Please write out the records word for word, starting at the line that contains "Where can you see the woman's right" and continuing through the end of the records, and give nothing else.

═══ INFORMATION PROVIDED

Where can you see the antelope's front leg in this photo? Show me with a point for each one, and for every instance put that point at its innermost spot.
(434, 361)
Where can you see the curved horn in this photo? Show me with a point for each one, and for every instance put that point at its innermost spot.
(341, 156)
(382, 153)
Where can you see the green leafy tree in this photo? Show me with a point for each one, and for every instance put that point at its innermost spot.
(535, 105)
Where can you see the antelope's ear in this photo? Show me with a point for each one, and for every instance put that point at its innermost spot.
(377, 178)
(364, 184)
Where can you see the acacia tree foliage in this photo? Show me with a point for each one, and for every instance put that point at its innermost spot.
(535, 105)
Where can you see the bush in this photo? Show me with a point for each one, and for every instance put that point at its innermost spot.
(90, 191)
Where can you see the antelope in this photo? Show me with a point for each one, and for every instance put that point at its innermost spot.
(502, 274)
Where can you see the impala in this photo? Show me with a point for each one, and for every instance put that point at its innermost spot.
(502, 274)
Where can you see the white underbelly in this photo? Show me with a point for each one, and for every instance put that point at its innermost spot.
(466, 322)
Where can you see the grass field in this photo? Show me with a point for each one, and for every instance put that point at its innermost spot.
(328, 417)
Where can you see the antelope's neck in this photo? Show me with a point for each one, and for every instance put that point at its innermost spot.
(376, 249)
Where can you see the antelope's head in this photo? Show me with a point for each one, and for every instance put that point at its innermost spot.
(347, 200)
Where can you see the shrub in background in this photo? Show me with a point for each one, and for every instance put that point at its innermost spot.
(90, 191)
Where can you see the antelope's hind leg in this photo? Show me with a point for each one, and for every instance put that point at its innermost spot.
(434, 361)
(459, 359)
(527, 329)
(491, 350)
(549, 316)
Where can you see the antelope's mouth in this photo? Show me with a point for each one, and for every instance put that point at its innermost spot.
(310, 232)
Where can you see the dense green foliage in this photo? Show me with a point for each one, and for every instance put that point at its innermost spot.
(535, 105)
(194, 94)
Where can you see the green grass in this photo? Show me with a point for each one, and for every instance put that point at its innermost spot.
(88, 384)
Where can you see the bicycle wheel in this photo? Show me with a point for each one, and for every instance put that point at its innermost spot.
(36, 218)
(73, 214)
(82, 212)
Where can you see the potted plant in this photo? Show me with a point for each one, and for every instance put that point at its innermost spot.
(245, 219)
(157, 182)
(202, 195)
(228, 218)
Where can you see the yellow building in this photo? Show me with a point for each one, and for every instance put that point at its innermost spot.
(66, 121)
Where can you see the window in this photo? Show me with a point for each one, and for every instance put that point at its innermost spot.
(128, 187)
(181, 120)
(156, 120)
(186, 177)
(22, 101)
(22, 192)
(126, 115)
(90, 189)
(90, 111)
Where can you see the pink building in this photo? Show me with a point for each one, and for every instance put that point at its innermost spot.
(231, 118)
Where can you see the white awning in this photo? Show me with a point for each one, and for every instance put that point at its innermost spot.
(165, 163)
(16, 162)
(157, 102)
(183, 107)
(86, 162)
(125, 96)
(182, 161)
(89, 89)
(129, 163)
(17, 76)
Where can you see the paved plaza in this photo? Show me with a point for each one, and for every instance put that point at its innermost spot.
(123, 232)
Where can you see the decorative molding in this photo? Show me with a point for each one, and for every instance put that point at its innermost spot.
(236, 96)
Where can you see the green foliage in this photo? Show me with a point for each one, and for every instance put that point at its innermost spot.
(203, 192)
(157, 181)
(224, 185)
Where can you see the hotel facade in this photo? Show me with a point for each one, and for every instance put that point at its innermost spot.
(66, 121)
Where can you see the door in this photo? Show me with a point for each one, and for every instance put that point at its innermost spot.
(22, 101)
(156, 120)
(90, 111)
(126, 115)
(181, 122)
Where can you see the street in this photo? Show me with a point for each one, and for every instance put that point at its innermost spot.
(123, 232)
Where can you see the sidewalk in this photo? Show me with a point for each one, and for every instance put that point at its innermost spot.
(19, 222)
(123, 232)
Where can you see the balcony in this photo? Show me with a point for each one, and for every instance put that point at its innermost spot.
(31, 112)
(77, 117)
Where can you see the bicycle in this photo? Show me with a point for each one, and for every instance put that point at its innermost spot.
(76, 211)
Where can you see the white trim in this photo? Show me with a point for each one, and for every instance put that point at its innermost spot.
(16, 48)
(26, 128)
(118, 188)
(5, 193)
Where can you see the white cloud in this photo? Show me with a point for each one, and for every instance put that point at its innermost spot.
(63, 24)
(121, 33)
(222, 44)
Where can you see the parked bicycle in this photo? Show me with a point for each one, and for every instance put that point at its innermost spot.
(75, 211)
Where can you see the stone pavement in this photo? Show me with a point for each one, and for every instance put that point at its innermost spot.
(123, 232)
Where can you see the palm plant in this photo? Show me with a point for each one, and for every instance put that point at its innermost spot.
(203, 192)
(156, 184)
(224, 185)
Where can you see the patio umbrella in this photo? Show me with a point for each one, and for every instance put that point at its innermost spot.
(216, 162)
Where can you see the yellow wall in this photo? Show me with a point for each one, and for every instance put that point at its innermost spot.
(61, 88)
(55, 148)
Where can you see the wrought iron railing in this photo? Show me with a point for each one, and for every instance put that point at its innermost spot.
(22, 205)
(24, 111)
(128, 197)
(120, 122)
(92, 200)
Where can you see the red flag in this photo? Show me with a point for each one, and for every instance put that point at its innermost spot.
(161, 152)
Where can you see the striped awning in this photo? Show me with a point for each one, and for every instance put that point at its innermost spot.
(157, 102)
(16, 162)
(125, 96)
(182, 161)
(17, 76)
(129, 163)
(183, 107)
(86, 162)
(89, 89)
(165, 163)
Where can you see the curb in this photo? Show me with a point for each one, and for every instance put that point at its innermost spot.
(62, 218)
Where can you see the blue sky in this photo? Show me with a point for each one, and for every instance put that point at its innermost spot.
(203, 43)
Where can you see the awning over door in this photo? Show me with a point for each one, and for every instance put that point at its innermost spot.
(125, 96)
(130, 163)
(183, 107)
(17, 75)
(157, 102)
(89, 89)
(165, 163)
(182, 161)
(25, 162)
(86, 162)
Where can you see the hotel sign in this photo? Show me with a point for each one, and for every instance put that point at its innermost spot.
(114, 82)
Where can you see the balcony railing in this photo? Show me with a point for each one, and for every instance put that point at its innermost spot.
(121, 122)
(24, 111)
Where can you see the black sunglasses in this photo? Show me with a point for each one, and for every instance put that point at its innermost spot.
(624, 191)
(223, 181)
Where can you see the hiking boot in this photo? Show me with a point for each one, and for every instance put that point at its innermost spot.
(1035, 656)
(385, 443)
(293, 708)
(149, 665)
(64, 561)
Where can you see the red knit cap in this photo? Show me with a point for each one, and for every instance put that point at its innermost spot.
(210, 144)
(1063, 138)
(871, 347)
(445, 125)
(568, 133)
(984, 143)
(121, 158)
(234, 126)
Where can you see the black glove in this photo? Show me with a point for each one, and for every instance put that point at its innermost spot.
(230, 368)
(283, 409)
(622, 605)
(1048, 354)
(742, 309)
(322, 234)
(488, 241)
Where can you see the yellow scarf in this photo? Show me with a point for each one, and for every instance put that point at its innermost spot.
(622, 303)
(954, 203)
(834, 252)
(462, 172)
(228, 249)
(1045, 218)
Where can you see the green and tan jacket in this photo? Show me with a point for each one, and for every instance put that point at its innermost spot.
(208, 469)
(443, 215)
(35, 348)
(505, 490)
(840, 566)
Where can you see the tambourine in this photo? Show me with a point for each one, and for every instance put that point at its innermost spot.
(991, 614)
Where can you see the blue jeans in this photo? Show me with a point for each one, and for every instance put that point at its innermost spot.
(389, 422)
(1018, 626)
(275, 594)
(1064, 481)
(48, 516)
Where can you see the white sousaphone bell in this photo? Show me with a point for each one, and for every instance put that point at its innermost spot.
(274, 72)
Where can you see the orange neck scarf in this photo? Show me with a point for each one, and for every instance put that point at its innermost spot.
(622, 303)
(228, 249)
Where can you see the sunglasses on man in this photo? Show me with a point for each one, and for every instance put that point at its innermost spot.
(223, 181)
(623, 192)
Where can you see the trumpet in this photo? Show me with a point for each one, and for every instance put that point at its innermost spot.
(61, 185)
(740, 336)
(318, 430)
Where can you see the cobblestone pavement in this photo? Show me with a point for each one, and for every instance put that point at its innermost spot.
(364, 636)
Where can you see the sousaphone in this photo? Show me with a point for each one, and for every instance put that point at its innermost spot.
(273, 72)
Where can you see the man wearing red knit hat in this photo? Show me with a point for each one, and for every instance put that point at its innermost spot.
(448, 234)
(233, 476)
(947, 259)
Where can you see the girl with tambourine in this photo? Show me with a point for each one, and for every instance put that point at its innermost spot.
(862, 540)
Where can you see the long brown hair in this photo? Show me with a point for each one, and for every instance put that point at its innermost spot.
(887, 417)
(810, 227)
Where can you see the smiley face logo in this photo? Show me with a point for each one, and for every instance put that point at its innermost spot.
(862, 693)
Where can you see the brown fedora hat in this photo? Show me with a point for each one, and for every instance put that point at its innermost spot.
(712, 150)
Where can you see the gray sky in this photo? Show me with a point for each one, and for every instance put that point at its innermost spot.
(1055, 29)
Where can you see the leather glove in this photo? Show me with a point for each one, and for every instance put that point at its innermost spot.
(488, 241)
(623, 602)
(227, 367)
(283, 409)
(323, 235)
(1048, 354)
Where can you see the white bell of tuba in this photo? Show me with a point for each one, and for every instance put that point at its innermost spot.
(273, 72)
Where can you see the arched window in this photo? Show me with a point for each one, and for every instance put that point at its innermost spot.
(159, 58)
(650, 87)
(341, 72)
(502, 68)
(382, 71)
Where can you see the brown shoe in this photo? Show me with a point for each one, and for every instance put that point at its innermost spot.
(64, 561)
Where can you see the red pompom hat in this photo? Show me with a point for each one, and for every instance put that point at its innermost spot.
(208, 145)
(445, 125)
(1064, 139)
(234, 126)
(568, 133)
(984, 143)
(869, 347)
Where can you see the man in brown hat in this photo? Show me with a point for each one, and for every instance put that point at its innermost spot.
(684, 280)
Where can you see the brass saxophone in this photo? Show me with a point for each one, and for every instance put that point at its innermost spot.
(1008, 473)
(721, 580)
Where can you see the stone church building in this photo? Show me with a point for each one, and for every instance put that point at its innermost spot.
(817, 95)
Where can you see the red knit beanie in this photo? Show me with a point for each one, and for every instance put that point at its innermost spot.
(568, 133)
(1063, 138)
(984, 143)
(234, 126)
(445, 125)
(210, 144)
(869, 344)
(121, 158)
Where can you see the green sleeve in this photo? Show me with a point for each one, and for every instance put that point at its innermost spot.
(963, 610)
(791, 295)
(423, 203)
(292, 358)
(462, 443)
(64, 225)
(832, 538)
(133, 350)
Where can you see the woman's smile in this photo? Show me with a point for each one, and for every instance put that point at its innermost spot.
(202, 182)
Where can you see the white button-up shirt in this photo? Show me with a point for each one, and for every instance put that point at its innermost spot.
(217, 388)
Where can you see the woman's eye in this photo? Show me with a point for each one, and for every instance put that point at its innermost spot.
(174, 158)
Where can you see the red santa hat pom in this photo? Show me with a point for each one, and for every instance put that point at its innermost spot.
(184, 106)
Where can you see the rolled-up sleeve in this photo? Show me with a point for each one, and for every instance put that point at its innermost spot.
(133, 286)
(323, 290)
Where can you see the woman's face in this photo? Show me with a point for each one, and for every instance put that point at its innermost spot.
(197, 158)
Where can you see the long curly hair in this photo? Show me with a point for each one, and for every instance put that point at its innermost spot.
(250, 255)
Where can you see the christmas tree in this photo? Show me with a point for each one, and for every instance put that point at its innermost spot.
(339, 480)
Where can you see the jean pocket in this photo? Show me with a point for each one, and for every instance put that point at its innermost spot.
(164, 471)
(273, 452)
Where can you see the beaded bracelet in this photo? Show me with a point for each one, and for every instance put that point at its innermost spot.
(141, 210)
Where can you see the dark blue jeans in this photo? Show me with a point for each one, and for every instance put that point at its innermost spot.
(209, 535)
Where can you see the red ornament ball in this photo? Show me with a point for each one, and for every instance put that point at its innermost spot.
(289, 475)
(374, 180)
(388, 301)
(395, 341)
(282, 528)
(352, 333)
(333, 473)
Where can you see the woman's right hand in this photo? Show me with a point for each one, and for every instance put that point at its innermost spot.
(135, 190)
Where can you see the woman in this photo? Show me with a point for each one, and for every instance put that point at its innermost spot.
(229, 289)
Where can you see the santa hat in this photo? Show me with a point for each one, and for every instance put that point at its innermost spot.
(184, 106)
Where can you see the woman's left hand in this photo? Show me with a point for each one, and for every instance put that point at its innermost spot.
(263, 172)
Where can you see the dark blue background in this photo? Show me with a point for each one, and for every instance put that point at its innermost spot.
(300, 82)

══════

**WRITTEN SOLUTION**
Where can you see the woman's right hand in this photo? Show me with a point for each one, and for every instance put that point at its innermost spot.
(135, 190)
Where can you see the woman in this photo? Show me with a point for each one, and for every instance put that point at its innermost spot.
(229, 289)
Where can you see the santa hat in this photo? Show me with a point for each one, and for every instance put that point at its innermost spot.
(184, 106)
Where can you see the woman's left hand in this photo? Show me with a point for each one, and for every instance put that point at its innermost spot.
(263, 172)
Where can you see the dark blue background in this photo? Show me with a point for each one, and for every instance put that point at its innermost spot.
(300, 82)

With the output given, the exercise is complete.